- [Preguntas de estudio]:
a. En el resumen sobre cáncer de pulmón y EPOC, ¿cuántos pacientes se seleccionaron y de cuántos individuos?
b. Prosiga con el resumen sobre cáncer de pulmón y EPOC a partir de su última oración.

Introducción: el cáncer de pulmón es la neoplasia más frecuente y la primera causa de muerte por cáncer actualmente.
Objetivo: caracterizar clínica y epidemiológicamente a pacientes fumadores con EPOC y cáncer de pulmón no microcítico.
Método: estudio observacional, retrospectivo, transversal a pacientes egresados con diagnóstico de cáncer de pulmón y portadores de EPOC, durante el periodo comprendido entre enero de 2009 y enero de 2015. De 112 individuos fueron seleccionados 55 pacientes. Fueron analizadas variables sociodemográficas, intensidad del tabaquismo y del efecto acumulativo del tabaco. Además de las medidas de resumen se empleó análisis de varianzas para establecer la correlación lineal entre tabaquismo, EPOC y cáncer de pulmón.
Resultados: la mayoría de los pacientes con cáncer de pulmón y EPOC pertenecían al sexo femenino (85,7 %) y el 75 % de los que portaban ambas afecciones se encontraba en grupos de edades menores de los 60 años. La edad de iniciación temprana del hábito, tiempo fumando, y número de paquetes de cigarrillos consumidos al año, fueron las variables que mostraron una asociación más significativa con ambas entidades (p= 0,01; 0,00; y 0,02 respectivamente).

(Datos del conjunto)
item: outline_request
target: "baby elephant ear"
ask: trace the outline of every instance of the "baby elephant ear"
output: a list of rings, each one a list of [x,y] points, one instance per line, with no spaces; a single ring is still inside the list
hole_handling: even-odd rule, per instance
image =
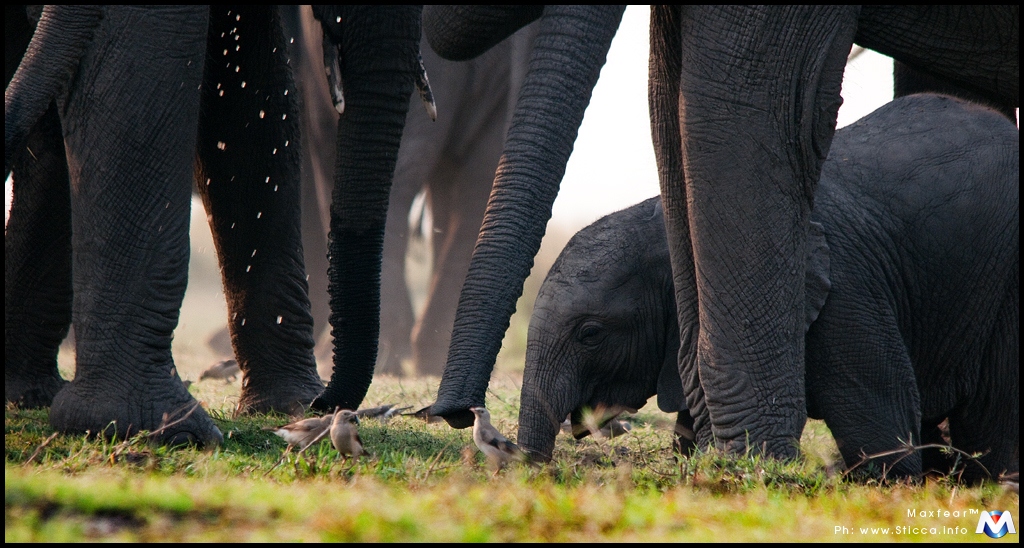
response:
[[[679,376],[679,329],[675,322],[672,324],[666,335],[665,359],[657,375],[657,409],[666,413],[686,411],[683,381]]]
[[[807,278],[804,280],[806,305],[804,307],[804,333],[811,329],[811,324],[818,319],[821,307],[825,304],[828,291],[831,290],[831,280],[828,279],[828,243],[821,224],[811,221],[807,234]]]

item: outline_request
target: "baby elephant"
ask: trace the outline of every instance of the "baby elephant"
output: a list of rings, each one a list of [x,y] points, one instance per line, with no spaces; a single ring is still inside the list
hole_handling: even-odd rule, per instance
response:
[[[941,95],[897,99],[836,133],[811,213],[806,391],[848,466],[941,442],[948,419],[952,445],[982,454],[984,469],[969,463],[965,479],[1018,470],[1019,166],[1012,123]],[[584,407],[640,408],[657,393],[686,418],[677,352],[680,333],[696,340],[700,313],[688,302],[677,317],[674,295],[656,198],[569,241],[530,320],[525,451],[550,459],[559,423]],[[871,464],[913,476],[948,469],[943,458]]]

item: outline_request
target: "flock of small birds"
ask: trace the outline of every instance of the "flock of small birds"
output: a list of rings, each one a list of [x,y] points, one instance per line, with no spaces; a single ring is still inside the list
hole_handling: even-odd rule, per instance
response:
[[[416,417],[427,422],[436,422],[436,420],[431,419],[439,419],[429,415],[426,410],[402,413],[408,409],[411,408],[396,407],[394,404],[357,411],[336,409],[334,413],[323,417],[301,419],[282,426],[264,426],[263,429],[281,436],[288,444],[288,448],[285,450],[286,455],[292,448],[298,448],[299,452],[302,452],[325,437],[330,437],[334,449],[343,459],[347,460],[349,457],[358,458],[362,455],[369,455],[362,439],[359,437],[360,418],[374,418],[382,422],[387,422],[399,415]],[[498,431],[498,428],[490,424],[490,413],[486,408],[474,407],[470,408],[470,411],[474,415],[473,442],[483,453],[495,474],[512,461],[536,465],[529,461],[526,454],[515,442],[505,437]],[[282,460],[284,460],[284,455]]]
[[[200,375],[199,380],[221,379],[225,383],[229,383],[233,382],[241,373],[242,370],[239,368],[238,362],[234,360],[223,360],[204,371]],[[186,388],[191,384],[191,381],[183,382]],[[436,423],[443,420],[441,417],[431,415],[429,407],[414,413],[402,413],[409,409],[412,409],[412,407],[397,407],[395,404],[356,411],[338,408],[335,409],[334,413],[328,413],[323,417],[300,419],[281,426],[264,426],[263,429],[281,436],[288,444],[285,454],[282,455],[282,461],[293,448],[297,448],[299,453],[301,453],[325,437],[329,437],[334,449],[343,459],[348,460],[349,457],[358,458],[362,455],[369,455],[362,444],[362,439],[359,438],[358,426],[360,418],[377,419],[383,423],[397,416],[415,417],[427,423]],[[526,454],[515,442],[505,437],[504,434],[498,431],[498,428],[495,428],[490,424],[490,413],[486,408],[474,407],[470,408],[470,411],[474,415],[473,442],[483,453],[495,474],[513,460],[535,464],[529,461]],[[567,429],[567,422],[568,419],[566,419],[563,429]],[[629,423],[611,420],[602,428],[601,433],[604,433],[607,437],[613,437],[622,435],[627,431],[629,431]],[[280,464],[282,461],[278,461],[278,463]]]

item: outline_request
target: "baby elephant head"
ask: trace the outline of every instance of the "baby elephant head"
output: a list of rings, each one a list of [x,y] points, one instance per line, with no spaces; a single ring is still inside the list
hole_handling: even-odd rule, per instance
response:
[[[566,244],[529,322],[519,445],[531,458],[551,459],[569,414],[582,437],[587,409],[604,410],[598,420],[608,420],[654,393],[664,411],[685,409],[674,299],[657,198],[598,220]]]

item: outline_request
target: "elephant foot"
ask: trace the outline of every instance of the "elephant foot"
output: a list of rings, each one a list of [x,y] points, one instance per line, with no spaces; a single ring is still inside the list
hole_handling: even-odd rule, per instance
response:
[[[692,457],[697,447],[697,434],[693,431],[693,417],[689,411],[680,411],[673,428],[672,449],[682,457]]]
[[[247,373],[242,380],[242,395],[234,415],[276,412],[301,416],[323,391],[324,382],[312,368],[267,379]]]
[[[60,377],[57,368],[45,368],[47,373],[23,377],[4,372],[4,398],[23,409],[47,408],[53,404],[53,396],[63,388],[68,381]]]
[[[65,433],[125,438],[141,430],[161,445],[214,447],[224,437],[177,375],[114,380],[76,377],[53,398],[50,425]]]

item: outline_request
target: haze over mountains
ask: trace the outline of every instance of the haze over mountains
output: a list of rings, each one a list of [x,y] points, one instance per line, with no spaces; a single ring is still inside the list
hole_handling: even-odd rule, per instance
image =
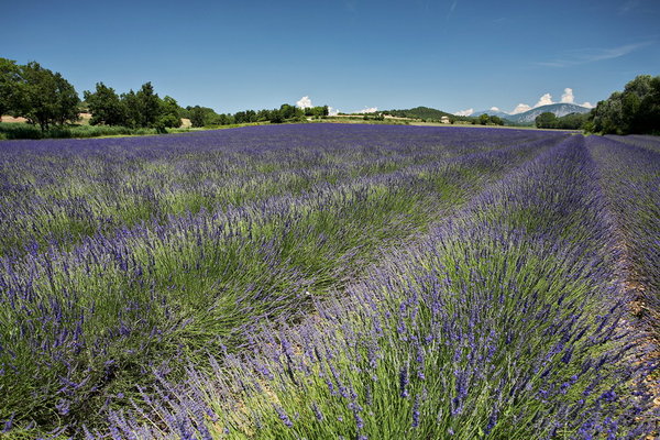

- [Respuestas]:
a. Se seleccionaron 55 pacientes de 112 individuos.

b.
Conclusiones: la coexistencia de EPOC y cáncer de pulmón resultó más frecuente en el sexo femenino y en edades inferiores a los 60 años. Hubo mayor representación en pacientes con mayor intensidad del tabaquismo. Existió correlación entre el efecto acumulativo del tabaquismo y las probabilidades de desarrollar EPOC y cáncer en fumadores, en especial con los de mayor tiempo de consumo y los que fuman mayor número de paquetes al año.